**OBJETIVO DEL EJERCICIO:**
Indica si cada afirmación concuerda con el texto sobre la exposición de J. D. Salinger, respondiendo sí o no y citando textualmente las palabras que lo deciden: (a) la Wachenheim Gallery es más grande que la tienda del lado opuesto del pasillo; (b) la muestra es gratuita; (c) la máquina Royal era la única máquina de escribir de Salinger.

**FRAGMENTO DEL TEXTO:**
• • • • •
Es fácil que la Wachenheim Gallery, en la sede central de la Biblioteca Pública de Nueva York, pase desapercibida para quienes acuden a visitar el icónico templo de los libros. De reducidas dimensiones, aproximadamente la tercera parte de lo que ocupa la tienda en el lado opuesto del pasillo, está casi oculta a la derecha de uno de los puntos de información de la planta de entrada. Hasta el 19 de enero, no obstante, esa pequeña sala hace el mundo más grande.

Tres paredes, dos vitrinas y una estantería central son espacio suficiente para acoger una muestra gratuita titulada, sencillamente, J. D. Salinger. Y ante la atenta supervisión de bedeles que se aseguran de que ningún teléfono o cámara saquen de ese espacio imágenes de lo que está ahí, se despliegan algo más de 200 piezas que permiten acceder de una forma inédita hasta ahora al escritor y la persona, un hito nada despreciable dado el feroz empeño que puso en vida para proteger su obra y su privacidad, esfuerzo que contribuyó a alimentar el culto y el misterio.

gracias a Matt

El hijo del autor, Matt Salinger, ha decidido «levantar un poco el velo» sobre el universo al que su padre decidió dar acceso a solo unos pocos. Casi diez años después de la muerte de Salinger, y en el año de celebración del centenario de su nacimiento, el vástago ha permitido que se exhiban documentos y objetos de valor. Ahí está, por ejemplo, el manuscrito original mecanografiado y con ediciones de El guardián entre el centeno, que se muestra justamente en la página 18, con un párrafo marcado para ser borrado que no llegó al libro. Está la máquina Royal, una de las dos de Salinger, donde «posiblemente» escribió la obra. Se exhibe también el borrador de Franny y Zooey.
• • • • •
**ENTRADAS LISTADAS:**
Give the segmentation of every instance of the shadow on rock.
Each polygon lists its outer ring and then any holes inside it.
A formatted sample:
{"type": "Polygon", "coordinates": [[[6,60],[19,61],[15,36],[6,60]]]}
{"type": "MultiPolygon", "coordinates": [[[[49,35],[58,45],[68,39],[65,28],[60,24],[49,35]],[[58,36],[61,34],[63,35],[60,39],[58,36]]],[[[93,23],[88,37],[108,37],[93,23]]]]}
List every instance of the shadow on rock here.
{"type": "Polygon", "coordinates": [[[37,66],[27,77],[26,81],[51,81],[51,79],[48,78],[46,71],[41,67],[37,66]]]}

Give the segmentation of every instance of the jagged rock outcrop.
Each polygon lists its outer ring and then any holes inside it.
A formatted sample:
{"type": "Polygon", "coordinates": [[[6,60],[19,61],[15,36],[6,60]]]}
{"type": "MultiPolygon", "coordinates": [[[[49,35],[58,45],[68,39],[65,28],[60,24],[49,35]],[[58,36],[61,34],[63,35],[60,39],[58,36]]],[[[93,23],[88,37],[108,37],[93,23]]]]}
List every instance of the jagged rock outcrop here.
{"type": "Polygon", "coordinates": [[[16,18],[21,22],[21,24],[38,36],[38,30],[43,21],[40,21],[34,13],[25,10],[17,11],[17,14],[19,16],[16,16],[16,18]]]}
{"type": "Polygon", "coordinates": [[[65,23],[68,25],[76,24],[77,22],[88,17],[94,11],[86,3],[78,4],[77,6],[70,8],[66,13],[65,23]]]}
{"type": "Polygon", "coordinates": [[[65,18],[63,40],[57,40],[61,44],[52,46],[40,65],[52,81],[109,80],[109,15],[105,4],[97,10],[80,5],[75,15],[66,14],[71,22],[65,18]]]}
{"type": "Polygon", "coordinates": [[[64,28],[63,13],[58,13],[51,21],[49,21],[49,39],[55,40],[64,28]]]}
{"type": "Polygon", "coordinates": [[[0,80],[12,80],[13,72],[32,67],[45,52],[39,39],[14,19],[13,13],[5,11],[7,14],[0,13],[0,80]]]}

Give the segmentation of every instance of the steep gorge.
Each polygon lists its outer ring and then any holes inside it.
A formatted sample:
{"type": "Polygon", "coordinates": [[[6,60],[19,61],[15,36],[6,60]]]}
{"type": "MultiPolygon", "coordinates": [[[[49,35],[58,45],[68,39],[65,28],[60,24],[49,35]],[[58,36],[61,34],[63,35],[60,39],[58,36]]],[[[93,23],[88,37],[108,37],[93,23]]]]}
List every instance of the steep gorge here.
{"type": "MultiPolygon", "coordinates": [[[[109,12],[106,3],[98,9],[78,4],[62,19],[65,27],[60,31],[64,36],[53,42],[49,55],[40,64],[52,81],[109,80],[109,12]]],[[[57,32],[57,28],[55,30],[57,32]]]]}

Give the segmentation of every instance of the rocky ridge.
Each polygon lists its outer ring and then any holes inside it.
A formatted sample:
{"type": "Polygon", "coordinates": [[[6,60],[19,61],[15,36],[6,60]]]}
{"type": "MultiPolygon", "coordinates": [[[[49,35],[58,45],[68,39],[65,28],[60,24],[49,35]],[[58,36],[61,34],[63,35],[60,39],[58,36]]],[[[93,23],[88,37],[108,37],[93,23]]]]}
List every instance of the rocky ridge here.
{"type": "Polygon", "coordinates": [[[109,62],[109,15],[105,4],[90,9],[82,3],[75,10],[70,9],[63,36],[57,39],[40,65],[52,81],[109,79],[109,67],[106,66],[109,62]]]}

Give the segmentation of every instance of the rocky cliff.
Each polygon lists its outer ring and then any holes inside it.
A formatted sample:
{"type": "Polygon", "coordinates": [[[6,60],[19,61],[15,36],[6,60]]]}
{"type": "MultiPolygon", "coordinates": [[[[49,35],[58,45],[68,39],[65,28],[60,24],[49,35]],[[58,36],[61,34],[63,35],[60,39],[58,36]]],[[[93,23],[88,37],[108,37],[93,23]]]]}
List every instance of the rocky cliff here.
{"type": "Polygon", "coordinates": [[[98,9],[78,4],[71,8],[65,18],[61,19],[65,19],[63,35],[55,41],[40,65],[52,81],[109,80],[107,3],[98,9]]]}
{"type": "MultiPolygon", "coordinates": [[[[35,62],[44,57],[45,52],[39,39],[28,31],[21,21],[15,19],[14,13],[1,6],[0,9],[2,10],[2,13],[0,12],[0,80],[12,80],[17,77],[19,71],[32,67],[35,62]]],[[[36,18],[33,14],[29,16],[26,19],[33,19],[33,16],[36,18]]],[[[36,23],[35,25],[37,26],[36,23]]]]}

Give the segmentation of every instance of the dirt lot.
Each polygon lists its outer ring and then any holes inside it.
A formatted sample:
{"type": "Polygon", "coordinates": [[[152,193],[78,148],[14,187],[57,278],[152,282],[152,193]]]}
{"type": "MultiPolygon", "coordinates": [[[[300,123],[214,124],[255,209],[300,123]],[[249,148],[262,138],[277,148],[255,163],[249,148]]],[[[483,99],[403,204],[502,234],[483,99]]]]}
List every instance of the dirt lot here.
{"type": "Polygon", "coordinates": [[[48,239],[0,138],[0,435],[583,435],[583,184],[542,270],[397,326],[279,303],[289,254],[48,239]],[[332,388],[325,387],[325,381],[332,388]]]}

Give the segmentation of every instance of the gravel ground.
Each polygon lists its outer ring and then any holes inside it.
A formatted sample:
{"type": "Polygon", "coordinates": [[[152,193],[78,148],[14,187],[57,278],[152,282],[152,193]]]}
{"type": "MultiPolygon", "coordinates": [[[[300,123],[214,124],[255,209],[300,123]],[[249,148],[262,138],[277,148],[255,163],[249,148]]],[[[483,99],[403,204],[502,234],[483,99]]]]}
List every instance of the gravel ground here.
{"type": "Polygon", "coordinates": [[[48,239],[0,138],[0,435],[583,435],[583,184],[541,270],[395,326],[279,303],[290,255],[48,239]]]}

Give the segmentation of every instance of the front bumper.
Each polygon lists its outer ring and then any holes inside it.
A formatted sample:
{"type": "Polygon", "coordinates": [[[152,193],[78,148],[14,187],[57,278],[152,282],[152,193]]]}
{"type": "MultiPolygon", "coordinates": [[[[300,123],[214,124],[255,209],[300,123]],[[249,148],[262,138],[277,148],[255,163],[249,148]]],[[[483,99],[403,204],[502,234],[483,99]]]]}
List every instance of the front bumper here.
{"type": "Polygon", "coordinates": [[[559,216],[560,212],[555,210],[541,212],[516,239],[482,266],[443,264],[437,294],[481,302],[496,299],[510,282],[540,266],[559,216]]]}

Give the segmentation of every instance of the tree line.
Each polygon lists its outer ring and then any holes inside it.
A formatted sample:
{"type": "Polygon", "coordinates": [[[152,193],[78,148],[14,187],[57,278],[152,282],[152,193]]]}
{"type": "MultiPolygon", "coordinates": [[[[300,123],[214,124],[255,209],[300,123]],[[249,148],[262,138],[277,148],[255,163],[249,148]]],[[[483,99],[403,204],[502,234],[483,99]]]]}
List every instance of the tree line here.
• • • • •
**SOLUCIÓN:**
(a) No: «aproximadamente la tercera parte de lo que ocupa la tienda en el lado opuesto del pasillo».
(b) Sí: «una muestra gratuita titulada, sencillamente, J. D. Salinger».
(c) No: «Está la máquina Royal, una de las dos de Salinger».